_AIM OF THE TASK_. Write out word for word the part of the listing below that starts with the line containing "For the evaluation set, tag every instance of the stone curb" and ends with the line containing "[[337, 414], [198, 416], [343, 454]]", keeping both of those lines.

[Gathered data]
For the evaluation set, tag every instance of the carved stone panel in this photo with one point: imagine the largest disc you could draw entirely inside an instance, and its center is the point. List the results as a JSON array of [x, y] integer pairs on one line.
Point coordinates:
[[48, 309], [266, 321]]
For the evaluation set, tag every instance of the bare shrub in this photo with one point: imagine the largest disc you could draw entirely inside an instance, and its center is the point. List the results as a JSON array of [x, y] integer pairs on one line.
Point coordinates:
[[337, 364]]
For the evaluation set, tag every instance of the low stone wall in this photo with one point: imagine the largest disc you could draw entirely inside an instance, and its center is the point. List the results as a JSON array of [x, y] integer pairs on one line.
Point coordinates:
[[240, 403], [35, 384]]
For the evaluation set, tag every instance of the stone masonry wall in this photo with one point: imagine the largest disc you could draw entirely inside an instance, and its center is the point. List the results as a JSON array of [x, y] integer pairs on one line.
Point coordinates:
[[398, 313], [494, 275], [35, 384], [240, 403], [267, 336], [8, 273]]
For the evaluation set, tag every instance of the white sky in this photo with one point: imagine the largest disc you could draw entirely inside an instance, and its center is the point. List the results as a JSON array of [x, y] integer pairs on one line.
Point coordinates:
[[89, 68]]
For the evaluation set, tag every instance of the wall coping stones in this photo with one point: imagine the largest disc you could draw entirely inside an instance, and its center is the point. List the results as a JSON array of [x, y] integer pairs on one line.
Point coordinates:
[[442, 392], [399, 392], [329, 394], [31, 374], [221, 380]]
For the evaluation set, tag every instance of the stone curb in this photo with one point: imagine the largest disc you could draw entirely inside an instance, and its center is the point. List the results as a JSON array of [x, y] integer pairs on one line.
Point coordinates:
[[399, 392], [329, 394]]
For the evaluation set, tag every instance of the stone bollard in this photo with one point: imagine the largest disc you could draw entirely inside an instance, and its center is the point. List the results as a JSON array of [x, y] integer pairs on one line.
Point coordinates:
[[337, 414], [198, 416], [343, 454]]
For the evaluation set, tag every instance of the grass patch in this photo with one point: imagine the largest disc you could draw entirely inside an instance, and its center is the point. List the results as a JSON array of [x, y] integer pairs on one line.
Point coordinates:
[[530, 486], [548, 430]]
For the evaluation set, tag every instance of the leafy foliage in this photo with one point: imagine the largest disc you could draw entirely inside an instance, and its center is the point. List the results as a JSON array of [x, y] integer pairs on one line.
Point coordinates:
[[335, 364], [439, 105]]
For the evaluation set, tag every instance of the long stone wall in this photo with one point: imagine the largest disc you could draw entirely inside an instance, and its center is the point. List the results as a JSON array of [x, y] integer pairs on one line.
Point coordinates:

_THE OUTPUT_.
For the evaluation set, tag every instance of the stone curb in this photo with one point: imagine the largest disc you could draw entirely inside an instance, and its center is the point. List the results as a JSON array of [x, y] integer pairs on one line.
Point coordinates:
[[399, 392], [329, 394]]
For the evaluation set, tag every instance of the stone bollard in this photo with one point: imagine the largest disc you could draw entirely inside an instance, and its center is the point. List the results as a JSON array of [x, y] integer pairs on one line.
Point coordinates:
[[337, 414], [198, 416], [343, 454]]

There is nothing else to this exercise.